··· SUPPLIED TEXT

Rental Car Companies Resort to Buying Used Cars Amid Microchip Shortage

Christian Wardlaw | May 04, 2021

A global microchip shortage is wreaking havoc across business supply chains, including those that fuel the automotive industry. 

rental car companies buying used cars amid shortage

Without the vital components, car companies must pause production, producing a scarcity of new vehicle inventory just as America’s economy is revving back up. This situation makes it harder for you to find the exact car, truck, or SUV you want to buy. And it makes it harder for you to rent a vehicle when traveling on business or for pleasure.

If you haven’t heard, car dealers are having a tough time keeping new vehicles stocked. The automotive industry’s production problems also make it difficult for rental car companies to buy new vehicles to replenish fleets. During the pandemic and associated steep drop-off in travel, rental car companies sold significant portions of their fleets to survive. Now that people are traveling again, rental car shortages are pushing prices higher – in some cases to stratospheric levels.

For example, if you travel to Honolulu, Hawaii for a week in July, a “Nissan Versa or similar” will cost $830 if you book a reservation two months in advance. Based on a search on travel website Expedia, that is one of the least expensive rental vehicles available at the airport from July 7 to 14. Since Hawaii is a popular travel destination for families, vans are the most costly vehicles to rent right now. The cheapest Chrysler Pacifica rental is a whopping $2,964 for the week.

These rates reflect the imbalance between supply and demand and are forecast to fuel profits as rental car companies rebound from a year of lost revenue. However, to ease this financial pain with consumers and to combat rental car apps such as Turo from siphoning customers, the big rental car companies are buying used vehicles to restock their fleets. (Through Turo, a 5-year-old Toyota Corolla is available in Honolulu for that same week for just $34 per day.)

······
··· GIVEN MATERIAL

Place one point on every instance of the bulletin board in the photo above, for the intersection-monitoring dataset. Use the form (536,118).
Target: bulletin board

······

REQUIRED ACTIONS ->
a: In the rental car shortage article, how much does the cheapest Chrysler Pacifica rental cost for the week in Honolulu?
b: Translate this sentence from the rental car shortage article into Spanish: "If you haven’t heard, car dealers are having a tough time keeping new vehicles stocked."

RESULTS IN ORDER ->
a: $2,964 for the week.

b: Si no se ha enterado, los concesionarios de automóviles están teniendo dificultades para mantener existencias de vehículos nuevos.